**Directive**
Format the listing below as a Markdown table with the columns No. and Text, covering every line from the start of the listing through the line containing "[467,210,500,232]", inclusive. Number the lines in order and leave out blank ones.

Rows of box annotation data
====================

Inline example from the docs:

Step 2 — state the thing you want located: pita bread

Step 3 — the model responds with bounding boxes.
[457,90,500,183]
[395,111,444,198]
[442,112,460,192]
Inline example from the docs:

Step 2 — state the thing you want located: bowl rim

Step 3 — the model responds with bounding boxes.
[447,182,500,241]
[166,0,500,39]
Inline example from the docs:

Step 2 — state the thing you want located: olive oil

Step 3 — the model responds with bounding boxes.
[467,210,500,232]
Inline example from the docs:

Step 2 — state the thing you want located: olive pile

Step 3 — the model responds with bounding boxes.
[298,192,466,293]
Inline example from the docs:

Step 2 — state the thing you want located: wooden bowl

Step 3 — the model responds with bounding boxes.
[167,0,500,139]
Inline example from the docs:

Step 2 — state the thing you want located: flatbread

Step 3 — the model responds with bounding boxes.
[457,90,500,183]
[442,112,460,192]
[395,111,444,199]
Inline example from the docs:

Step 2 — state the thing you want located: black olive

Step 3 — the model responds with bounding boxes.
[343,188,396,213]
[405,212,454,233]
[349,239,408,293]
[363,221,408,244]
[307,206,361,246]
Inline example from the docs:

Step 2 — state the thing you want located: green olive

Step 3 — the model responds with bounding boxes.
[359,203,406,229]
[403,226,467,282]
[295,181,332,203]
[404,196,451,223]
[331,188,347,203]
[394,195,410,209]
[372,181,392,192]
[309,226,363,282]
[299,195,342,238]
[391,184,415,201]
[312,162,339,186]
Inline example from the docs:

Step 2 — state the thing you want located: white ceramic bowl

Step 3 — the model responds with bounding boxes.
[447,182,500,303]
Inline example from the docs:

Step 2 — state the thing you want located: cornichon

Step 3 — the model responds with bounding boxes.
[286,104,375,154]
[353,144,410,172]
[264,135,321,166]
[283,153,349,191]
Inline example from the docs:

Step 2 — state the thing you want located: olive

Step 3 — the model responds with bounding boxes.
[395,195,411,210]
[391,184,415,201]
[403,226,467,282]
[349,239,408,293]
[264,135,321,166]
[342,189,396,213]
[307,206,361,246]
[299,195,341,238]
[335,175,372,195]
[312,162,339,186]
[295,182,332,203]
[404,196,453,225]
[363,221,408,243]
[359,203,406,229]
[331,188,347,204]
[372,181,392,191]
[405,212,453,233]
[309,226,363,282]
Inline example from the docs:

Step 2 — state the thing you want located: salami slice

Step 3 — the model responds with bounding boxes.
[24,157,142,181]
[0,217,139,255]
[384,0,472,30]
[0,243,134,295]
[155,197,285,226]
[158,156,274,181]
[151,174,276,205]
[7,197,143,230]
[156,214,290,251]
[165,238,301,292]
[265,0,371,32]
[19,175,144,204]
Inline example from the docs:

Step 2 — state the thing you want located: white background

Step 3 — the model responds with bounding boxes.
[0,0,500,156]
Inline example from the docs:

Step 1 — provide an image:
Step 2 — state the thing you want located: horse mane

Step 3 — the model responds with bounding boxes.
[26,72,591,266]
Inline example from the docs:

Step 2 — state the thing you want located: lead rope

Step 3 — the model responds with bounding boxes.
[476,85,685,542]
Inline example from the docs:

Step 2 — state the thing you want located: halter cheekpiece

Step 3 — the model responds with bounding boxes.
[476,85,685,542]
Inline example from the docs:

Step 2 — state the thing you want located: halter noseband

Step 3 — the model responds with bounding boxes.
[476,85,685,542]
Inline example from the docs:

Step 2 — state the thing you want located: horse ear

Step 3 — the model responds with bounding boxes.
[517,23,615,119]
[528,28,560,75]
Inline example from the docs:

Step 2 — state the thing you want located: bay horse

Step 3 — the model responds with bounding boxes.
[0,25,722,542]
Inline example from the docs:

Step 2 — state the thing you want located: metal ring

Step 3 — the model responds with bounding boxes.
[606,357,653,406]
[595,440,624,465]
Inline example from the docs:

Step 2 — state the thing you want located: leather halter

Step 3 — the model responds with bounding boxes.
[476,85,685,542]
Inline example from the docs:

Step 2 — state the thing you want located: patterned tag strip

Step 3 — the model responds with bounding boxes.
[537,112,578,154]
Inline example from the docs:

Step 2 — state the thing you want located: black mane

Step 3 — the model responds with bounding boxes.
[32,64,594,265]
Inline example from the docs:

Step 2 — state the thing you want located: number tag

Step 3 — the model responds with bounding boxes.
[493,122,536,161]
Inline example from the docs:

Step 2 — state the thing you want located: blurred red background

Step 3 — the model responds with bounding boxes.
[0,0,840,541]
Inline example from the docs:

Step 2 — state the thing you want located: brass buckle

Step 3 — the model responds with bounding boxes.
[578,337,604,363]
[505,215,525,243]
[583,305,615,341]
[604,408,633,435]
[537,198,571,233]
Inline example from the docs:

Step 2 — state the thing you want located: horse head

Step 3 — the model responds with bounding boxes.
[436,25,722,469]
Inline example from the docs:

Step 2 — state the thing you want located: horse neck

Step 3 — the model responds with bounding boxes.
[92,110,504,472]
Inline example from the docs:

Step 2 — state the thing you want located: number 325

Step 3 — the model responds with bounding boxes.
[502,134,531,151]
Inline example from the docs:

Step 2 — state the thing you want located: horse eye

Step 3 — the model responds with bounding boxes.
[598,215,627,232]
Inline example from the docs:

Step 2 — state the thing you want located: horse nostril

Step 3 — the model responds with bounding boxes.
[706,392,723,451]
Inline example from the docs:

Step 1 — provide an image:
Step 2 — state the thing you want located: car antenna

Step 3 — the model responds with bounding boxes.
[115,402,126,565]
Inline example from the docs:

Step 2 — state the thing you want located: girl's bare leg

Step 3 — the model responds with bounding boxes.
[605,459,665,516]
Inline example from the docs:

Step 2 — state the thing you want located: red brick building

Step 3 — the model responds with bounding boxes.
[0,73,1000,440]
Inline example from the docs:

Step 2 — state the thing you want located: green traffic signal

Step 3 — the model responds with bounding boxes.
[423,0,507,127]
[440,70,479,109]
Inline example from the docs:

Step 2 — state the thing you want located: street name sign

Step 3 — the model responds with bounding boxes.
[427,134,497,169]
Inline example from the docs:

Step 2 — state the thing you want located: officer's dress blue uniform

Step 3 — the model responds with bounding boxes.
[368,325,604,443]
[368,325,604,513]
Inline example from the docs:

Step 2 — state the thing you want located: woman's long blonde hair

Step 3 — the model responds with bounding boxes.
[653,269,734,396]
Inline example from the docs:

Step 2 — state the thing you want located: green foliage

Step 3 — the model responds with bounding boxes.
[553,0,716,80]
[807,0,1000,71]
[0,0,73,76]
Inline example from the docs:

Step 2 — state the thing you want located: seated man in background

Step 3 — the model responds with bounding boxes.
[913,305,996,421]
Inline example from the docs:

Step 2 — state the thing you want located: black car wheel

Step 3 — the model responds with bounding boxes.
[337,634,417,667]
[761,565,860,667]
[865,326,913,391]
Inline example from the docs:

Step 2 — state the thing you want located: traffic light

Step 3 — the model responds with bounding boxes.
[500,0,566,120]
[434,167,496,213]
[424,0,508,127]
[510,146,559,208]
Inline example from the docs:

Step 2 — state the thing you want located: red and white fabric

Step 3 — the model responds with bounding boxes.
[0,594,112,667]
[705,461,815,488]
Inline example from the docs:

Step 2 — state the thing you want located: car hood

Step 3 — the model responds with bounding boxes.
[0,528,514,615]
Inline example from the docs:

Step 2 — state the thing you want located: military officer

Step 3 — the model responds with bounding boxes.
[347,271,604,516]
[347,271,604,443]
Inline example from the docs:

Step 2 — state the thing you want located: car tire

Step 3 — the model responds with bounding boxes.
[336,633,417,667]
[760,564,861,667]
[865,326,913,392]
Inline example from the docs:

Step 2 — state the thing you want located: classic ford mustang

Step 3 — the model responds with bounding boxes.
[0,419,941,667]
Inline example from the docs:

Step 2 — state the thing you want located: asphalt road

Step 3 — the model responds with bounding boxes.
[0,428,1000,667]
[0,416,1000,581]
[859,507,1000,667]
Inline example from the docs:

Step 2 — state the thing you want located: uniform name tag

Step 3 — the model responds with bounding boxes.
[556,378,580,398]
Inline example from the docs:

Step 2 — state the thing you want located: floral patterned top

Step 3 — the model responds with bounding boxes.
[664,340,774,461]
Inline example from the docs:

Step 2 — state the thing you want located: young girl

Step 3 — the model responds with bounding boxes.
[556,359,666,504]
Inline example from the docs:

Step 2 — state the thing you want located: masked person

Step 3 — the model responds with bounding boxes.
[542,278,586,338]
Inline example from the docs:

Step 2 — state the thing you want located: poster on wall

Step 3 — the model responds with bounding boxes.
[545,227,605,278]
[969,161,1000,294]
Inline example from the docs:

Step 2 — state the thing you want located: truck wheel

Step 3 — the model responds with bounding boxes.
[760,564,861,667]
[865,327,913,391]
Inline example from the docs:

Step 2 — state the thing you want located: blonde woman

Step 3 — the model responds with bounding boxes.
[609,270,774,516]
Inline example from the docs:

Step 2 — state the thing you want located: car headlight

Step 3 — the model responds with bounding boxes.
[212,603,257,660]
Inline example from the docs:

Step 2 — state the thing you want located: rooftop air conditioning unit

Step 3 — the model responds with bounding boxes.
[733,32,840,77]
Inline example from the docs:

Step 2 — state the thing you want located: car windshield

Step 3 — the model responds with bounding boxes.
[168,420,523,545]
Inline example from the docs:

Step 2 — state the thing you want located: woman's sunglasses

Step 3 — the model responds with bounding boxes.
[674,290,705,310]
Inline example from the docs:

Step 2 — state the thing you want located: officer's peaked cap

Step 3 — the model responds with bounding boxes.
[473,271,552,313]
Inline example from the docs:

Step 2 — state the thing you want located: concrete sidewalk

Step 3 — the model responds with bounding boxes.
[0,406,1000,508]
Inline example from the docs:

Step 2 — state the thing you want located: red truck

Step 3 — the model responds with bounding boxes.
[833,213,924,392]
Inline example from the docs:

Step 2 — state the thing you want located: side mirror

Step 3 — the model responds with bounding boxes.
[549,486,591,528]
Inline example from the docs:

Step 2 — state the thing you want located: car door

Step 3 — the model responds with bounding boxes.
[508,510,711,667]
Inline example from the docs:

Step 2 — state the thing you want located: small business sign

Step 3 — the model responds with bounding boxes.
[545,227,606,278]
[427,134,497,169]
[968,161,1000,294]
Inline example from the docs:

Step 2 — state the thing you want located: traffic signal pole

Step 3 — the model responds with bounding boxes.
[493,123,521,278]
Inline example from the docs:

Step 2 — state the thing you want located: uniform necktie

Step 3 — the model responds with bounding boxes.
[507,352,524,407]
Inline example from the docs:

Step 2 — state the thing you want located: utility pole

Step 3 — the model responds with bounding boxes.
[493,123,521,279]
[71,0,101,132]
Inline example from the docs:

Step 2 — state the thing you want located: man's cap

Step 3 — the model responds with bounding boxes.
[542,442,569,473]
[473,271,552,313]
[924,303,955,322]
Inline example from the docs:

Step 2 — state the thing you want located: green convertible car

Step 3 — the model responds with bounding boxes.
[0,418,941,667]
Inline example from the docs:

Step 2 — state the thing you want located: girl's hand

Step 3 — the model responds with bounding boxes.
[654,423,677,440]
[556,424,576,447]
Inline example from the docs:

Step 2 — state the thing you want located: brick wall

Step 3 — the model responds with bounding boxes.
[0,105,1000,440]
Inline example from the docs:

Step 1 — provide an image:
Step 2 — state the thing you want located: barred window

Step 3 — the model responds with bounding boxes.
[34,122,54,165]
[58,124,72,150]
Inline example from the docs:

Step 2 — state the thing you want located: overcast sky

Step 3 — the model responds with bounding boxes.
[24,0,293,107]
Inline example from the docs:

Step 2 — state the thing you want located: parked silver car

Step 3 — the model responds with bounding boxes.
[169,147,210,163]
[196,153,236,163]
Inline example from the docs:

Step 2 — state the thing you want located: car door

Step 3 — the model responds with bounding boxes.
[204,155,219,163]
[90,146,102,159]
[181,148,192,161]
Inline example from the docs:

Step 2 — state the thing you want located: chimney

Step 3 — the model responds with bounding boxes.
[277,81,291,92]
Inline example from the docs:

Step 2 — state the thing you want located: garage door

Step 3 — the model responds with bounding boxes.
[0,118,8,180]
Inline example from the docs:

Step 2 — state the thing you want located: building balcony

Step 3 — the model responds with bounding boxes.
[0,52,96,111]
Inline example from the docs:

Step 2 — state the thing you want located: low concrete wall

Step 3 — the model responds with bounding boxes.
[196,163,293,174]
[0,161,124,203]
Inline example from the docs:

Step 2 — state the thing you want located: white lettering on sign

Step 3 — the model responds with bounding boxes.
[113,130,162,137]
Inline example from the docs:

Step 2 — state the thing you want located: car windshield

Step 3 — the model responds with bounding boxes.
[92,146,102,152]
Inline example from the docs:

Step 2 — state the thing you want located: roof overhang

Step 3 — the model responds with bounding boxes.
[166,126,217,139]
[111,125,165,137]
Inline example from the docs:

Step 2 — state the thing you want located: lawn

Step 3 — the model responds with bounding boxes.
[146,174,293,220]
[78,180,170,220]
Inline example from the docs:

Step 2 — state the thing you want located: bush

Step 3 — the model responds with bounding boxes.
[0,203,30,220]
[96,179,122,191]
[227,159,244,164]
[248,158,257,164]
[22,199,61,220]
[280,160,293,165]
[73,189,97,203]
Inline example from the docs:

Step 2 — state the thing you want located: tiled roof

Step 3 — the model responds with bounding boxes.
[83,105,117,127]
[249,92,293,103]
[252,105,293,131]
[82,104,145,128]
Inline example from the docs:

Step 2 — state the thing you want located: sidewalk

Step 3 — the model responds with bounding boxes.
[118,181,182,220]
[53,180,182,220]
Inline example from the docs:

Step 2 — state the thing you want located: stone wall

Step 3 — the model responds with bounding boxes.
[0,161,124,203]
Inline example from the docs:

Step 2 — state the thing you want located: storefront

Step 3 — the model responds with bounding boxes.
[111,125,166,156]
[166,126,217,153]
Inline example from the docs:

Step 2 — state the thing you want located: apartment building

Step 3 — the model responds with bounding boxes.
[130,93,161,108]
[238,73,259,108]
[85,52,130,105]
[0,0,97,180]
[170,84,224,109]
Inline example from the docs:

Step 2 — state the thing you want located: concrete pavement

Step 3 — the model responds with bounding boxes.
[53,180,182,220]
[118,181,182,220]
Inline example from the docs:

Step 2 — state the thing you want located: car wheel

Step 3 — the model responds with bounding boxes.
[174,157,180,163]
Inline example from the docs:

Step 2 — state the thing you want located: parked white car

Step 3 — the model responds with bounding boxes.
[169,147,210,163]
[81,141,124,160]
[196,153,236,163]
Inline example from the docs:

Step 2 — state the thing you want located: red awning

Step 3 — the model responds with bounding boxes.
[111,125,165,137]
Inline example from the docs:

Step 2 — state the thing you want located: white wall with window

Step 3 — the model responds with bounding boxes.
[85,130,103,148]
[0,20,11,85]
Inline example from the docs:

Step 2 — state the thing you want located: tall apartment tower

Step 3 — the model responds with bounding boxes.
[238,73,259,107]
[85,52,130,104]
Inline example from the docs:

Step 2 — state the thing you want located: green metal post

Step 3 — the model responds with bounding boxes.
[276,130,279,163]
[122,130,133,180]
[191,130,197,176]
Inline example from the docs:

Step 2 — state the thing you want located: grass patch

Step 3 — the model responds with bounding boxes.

====================

**Response below**
| No. | Text |
|---|---|
| 1 | Inline example from the docs: |
| 2 | Step 2 — state the thing you want located: pita bread |
| 3 | Step 3 — the model responds with bounding boxes. |
| 4 | [457,90,500,183] |
| 5 | [395,111,444,198] |
| 6 | [442,112,460,192] |
| 7 | Inline example from the docs: |
| 8 | Step 2 — state the thing you want located: bowl rim |
| 9 | Step 3 — the model responds with bounding boxes. |
| 10 | [447,182,500,241] |
| 11 | [166,0,500,39] |
| 12 | Inline example from the docs: |
| 13 | Step 2 — state the thing you want located: olive oil |
| 14 | Step 3 — the model responds with bounding boxes. |
| 15 | [467,210,500,232] |